[Excerpts from a location annotation dataset]
· · · · ·

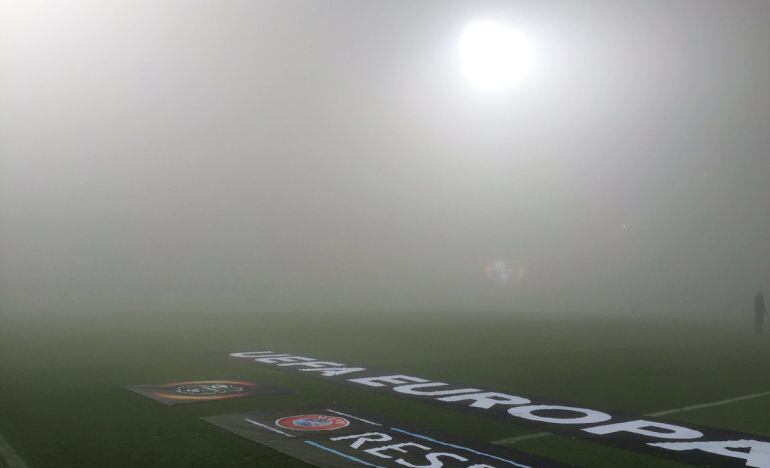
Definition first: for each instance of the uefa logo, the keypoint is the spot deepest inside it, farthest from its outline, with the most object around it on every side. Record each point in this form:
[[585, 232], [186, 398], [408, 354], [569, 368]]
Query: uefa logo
[[312, 422]]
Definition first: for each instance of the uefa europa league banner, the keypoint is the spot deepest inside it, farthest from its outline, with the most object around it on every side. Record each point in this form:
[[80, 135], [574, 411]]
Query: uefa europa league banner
[[700, 445], [335, 437]]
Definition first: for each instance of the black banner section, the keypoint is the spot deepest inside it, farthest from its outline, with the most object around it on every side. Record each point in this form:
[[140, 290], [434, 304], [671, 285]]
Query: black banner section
[[337, 437], [175, 393], [702, 446]]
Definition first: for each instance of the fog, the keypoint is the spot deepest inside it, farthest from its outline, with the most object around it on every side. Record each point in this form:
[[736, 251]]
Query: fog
[[319, 155]]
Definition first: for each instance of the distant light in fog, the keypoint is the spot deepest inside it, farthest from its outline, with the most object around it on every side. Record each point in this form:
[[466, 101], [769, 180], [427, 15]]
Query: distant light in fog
[[493, 55], [501, 271]]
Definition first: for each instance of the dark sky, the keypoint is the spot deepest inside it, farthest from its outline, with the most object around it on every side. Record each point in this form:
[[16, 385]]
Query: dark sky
[[223, 154]]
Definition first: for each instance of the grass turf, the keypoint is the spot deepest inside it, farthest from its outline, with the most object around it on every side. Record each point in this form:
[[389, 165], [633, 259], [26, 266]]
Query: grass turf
[[61, 401]]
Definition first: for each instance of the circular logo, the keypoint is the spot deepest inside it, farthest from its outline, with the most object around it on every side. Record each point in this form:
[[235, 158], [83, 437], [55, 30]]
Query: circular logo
[[204, 390], [209, 388], [312, 422]]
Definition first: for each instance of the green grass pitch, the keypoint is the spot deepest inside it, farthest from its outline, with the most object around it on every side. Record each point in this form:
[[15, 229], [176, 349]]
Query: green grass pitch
[[62, 405]]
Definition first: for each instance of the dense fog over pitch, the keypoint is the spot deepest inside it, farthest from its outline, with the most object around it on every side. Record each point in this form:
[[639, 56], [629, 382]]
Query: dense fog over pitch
[[321, 154]]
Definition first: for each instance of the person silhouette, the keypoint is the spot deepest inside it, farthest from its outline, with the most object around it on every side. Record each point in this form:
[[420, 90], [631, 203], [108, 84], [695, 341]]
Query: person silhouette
[[759, 312]]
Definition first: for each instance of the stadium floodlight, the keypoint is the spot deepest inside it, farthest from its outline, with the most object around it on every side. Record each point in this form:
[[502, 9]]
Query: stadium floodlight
[[493, 55]]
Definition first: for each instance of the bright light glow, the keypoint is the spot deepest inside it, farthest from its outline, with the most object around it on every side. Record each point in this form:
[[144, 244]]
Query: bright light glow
[[493, 55]]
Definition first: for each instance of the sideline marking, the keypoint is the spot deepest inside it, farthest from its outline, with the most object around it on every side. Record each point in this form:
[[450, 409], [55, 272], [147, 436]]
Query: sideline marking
[[343, 455], [265, 426], [708, 405], [537, 435], [8, 457]]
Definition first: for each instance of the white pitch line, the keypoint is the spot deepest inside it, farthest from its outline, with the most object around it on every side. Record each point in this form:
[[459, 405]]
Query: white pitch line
[[265, 426], [8, 456], [537, 435], [709, 405]]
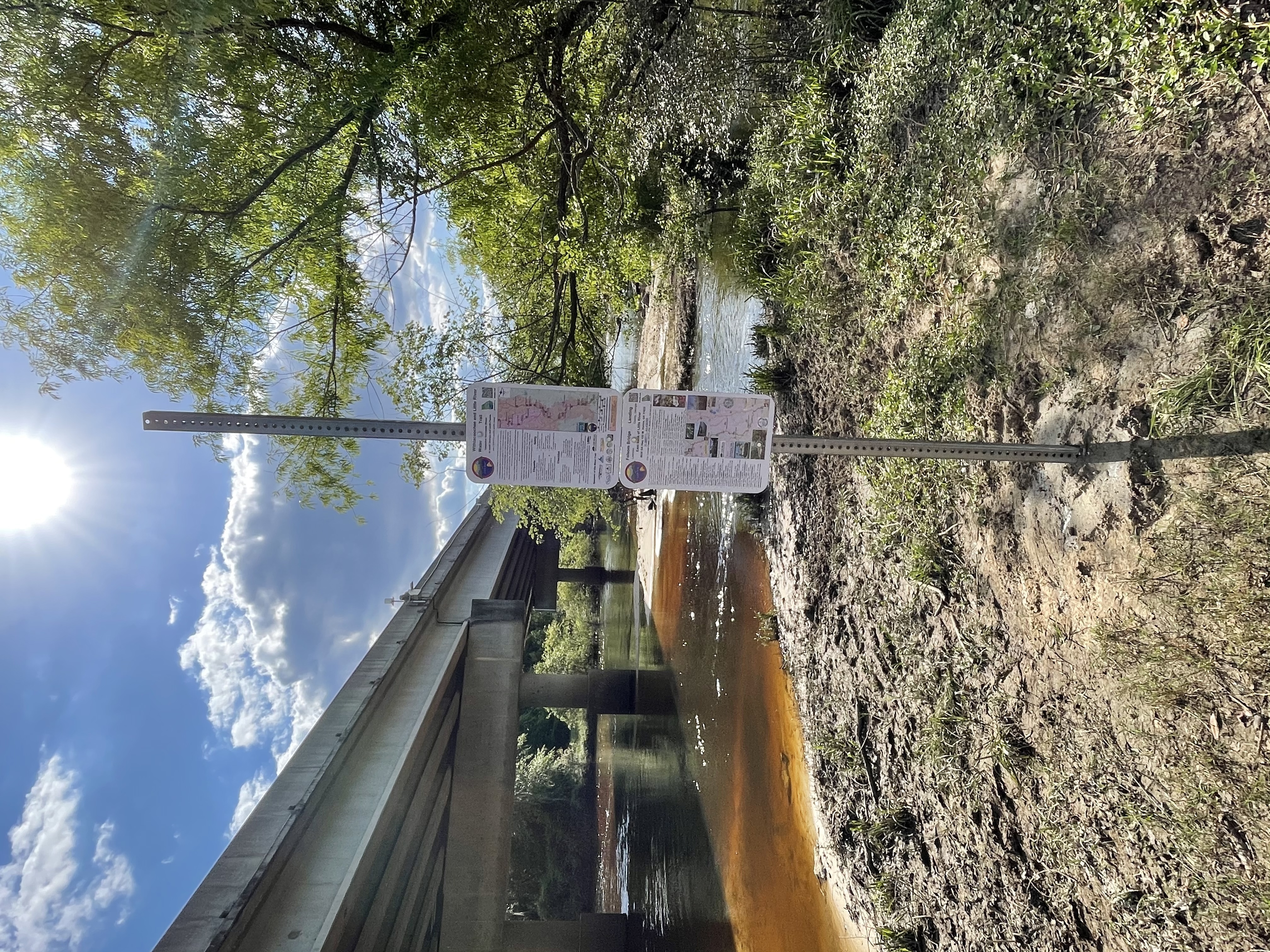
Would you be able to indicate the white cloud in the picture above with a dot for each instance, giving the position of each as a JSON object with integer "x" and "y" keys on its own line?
{"x": 249, "y": 795}
{"x": 239, "y": 647}
{"x": 294, "y": 597}
{"x": 45, "y": 903}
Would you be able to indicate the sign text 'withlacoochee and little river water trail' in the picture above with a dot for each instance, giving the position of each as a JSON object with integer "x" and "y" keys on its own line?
{"x": 595, "y": 439}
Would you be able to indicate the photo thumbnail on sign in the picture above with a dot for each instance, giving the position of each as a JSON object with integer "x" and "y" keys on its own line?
{"x": 696, "y": 441}
{"x": 533, "y": 436}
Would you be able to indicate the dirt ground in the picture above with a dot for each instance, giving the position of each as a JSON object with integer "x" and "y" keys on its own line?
{"x": 998, "y": 761}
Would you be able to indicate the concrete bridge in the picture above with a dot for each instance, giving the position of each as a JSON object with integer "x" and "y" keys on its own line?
{"x": 390, "y": 828}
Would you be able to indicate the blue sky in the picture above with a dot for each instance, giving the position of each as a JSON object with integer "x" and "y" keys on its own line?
{"x": 169, "y": 637}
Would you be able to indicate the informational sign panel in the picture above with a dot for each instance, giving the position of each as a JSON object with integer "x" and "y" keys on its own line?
{"x": 683, "y": 440}
{"x": 528, "y": 436}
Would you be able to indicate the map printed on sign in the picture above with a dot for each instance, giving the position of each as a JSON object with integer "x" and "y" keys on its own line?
{"x": 525, "y": 436}
{"x": 679, "y": 440}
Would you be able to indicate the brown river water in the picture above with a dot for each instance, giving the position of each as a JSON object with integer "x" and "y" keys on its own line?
{"x": 707, "y": 820}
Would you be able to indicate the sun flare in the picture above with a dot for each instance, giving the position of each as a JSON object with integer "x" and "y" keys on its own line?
{"x": 35, "y": 483}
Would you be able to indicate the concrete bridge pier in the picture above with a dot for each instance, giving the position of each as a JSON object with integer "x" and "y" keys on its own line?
{"x": 481, "y": 819}
{"x": 548, "y": 574}
{"x": 603, "y": 691}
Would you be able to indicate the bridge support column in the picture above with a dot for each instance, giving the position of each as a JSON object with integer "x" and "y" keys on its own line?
{"x": 603, "y": 691}
{"x": 548, "y": 574}
{"x": 479, "y": 848}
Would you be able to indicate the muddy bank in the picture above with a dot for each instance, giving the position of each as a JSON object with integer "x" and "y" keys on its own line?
{"x": 1008, "y": 743}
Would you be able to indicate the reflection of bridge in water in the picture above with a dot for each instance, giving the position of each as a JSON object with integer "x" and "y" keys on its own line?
{"x": 390, "y": 828}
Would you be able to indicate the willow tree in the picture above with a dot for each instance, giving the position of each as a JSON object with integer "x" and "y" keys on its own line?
{"x": 190, "y": 192}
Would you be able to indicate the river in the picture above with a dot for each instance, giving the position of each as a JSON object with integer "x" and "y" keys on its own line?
{"x": 707, "y": 827}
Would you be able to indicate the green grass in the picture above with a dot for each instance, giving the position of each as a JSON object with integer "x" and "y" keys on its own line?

· · · · ·

## STATED TASK
Copy all of the records above word for word, leaving out the pictures.

## EXERCISE SOLUTION
Definition first: for each instance of the uefa logo, the keypoint is the spot deepest inside it, farthest from its outline, with the most object around it on every side. Record each point in this form:
[[585, 232], [186, 398], [408, 354], [569, 368]]
Query: uefa logo
[[312, 422]]
Definition first: for each instance of the uefa europa league banner, the keypoint is the spot deepest inside it, farthest from its outline, with the most object around it on every side. Record each point in this form:
[[80, 135], [574, 411]]
Query: uefa europa league banner
[[700, 445], [335, 437]]
Definition first: for each instance of the black banner section, the keypoint is the spot deepest inside it, farthest from its outline, with the most object around it on every side. Record each point in this form:
[[140, 290], [434, 304], [671, 285]]
Query: black banner section
[[337, 437], [175, 393], [702, 446]]
Definition first: for each instance of the fog, the keypoint is the spot deepest inside it, farthest from its outline, with the most object around it on every side. Record each point in this form:
[[736, 251]]
Query: fog
[[319, 155]]
Definition first: for each instance of the distant light in fog, the keypoint is the spot deepest inside it, farthest from its outline, with the most object around it on every side. Record each point in this form:
[[466, 101], [769, 180], [427, 15]]
Query: distant light in fog
[[493, 55], [501, 271]]
Definition first: for each instance of the dark sky, the keypoint is the spot deepest inside it, farthest from its outline, with the most object around it on every side. Record each point in this form:
[[16, 385]]
Query: dark sky
[[223, 154]]
Definition first: for each instance of the grass turf, the keypoint is the spot deepest inside it, farthest from its outline, with the most object around it on every side. Record each point in this form:
[[389, 165], [633, 259], [26, 266]]
Query: grass turf
[[61, 401]]
Definition first: for each instance of the circular logo, the keypoint is the spot deepest inside it, farthest from its outline, with the most object around it on every side. Record each point in this form:
[[235, 158], [83, 437], [55, 30]]
Query: circular logo
[[204, 390], [209, 388], [312, 422]]
Definition first: for each instance of the green grass pitch, the keypoint is the spot deepest inside it, farthest from its outline, with the most object around it on every side. Record each point in this form:
[[15, 229], [176, 349]]
Query: green grass pitch
[[62, 405]]
Definition first: for each instance of the dense fog over pitch, the keypoint is the spot deepest inside it, farthest from its outline, with the most object around it on every side. Record each point in this form:
[[639, 56], [629, 382]]
Query: dense fog over pitch
[[321, 154]]
Definition first: for each instance of the person silhouette, the keypoint is the spot deepest inside it, farthest from its outline, with the most object around it on every side. Record each point in this form:
[[420, 90], [631, 203], [108, 84], [695, 341]]
Query: person silhouette
[[759, 312]]
Definition first: for each instance of the stadium floodlight, the keypoint is the spot deepest inside it, farthest from its outline, with the most object around it on every side. Record each point in this form:
[[502, 9]]
Query: stadium floodlight
[[493, 55]]
Definition first: for each instance of the bright light glow, the keypoint is the spot deepest inside it, farthest from its outline, with the most object around it on every side. Record each point in this form:
[[144, 244]]
Query: bright light glow
[[493, 55]]
Definition first: for each instance of the sideline marking, the keypoint is the spot deepest inside it, farthest from its outline, with the most object around it on every side. Record each point in this form:
[[450, 409], [55, 272], [147, 436]]
Query: sideline marking
[[343, 455], [265, 426], [708, 405], [537, 435], [8, 457]]
Definition first: for each instance of the white pitch line, the keypoint is the spot deepest inside it, farthest from its outline, with the most object around it on every side. Record each point in this form:
[[459, 405]]
Query: white pitch line
[[265, 426], [8, 456], [537, 435], [709, 405]]
Would you be able to indicate the white cloud in the picture above with a dot for each instance, giving the position of each as a JSON object with integer "x" and "y" keys on its own line?
{"x": 249, "y": 795}
{"x": 239, "y": 647}
{"x": 294, "y": 597}
{"x": 45, "y": 903}
Would you be able to indicate the sign text 'withlacoochee and little river water trail' in the picture above with a dot for each instance, giving the position of each as a JSON object with integer "x" and "y" keys on its own line?
{"x": 595, "y": 439}
Would you be able to indicate the photo thumbnail on sign in the picture above with a dot for each instance, giving the position of each as a JSON object with integer "x" and "y" keys on its own line?
{"x": 696, "y": 441}
{"x": 533, "y": 436}
Would you be able to indicate the dirt ground in the picture above with a dot for each instance, giving the position of each as a JSON object with integer "x" and "y" keys on its own line?
{"x": 998, "y": 761}
Would you be able to indicate the concrete bridge in the picture above with a dot for each instance, giving the position of each as a JSON object with integer "x" and "y" keys on its own line?
{"x": 390, "y": 828}
Would you be able to indicate the blue sky in the picture above with a dot for each instance, giving the position of each as a JSON object with integer "x" and "y" keys on its own line?
{"x": 169, "y": 637}
Would you be able to indicate the informational sign panel in the picture above with a dot for each instance, giving the position of each as a JSON object with integer "x" and "y" keys on its own line?
{"x": 683, "y": 440}
{"x": 528, "y": 436}
Would you be able to indicate the map printed on sign in the picture above with a dot for each instance, giving the position of each as a JSON object with integer "x" and "y" keys on its own line?
{"x": 525, "y": 436}
{"x": 679, "y": 440}
Would you be able to indicate the brown river water in the picture above with a dot for each instance, giving the position of each as a JSON object with integer "x" and "y" keys on its own line?
{"x": 707, "y": 820}
Would you be able to indicate the sun flare in the picture above with a dot for each instance, giving the position of each as a JSON object with integer "x" and "y" keys on its own line?
{"x": 35, "y": 483}
Would you be able to indicate the concrete bridge pier in the picture above with a dot for each instance, giving the position of each as a JSON object with integer "x" and "y" keys on its own line?
{"x": 481, "y": 819}
{"x": 548, "y": 574}
{"x": 603, "y": 691}
Would you be able to indicate the bridge support column in the picture above with a dot for each instance, giving the position of each as a JSON object with integer "x" and "y" keys on its own line?
{"x": 603, "y": 691}
{"x": 548, "y": 574}
{"x": 479, "y": 848}
Would you be able to indicate the muddy bank in the picture above with a dot for each instance, giving the position of each as a JSON object with integer "x" and "y" keys on its own line?
{"x": 1008, "y": 743}
Would you be able to indicate the reflection of bridge in water in the picture above with a dot for each instance, giving the position of each as a JSON object with integer "x" and "y" keys on its own line?
{"x": 390, "y": 828}
Would you be able to indicate the willow tree in the picture above with a dot for each instance, giving the position of each as a JSON object with integer "x" and "y" keys on its own line?
{"x": 190, "y": 192}
Would you be able to indicate the river in the picture above with a dot for each instance, giving the position of each as a JSON object with integer "x" and "y" keys on its own line?
{"x": 707, "y": 827}
Would you be able to indicate the green grass in the picture above with a dot for each instance, giving the position of each as a JSON object with integer "x" and "y" keys on its own line?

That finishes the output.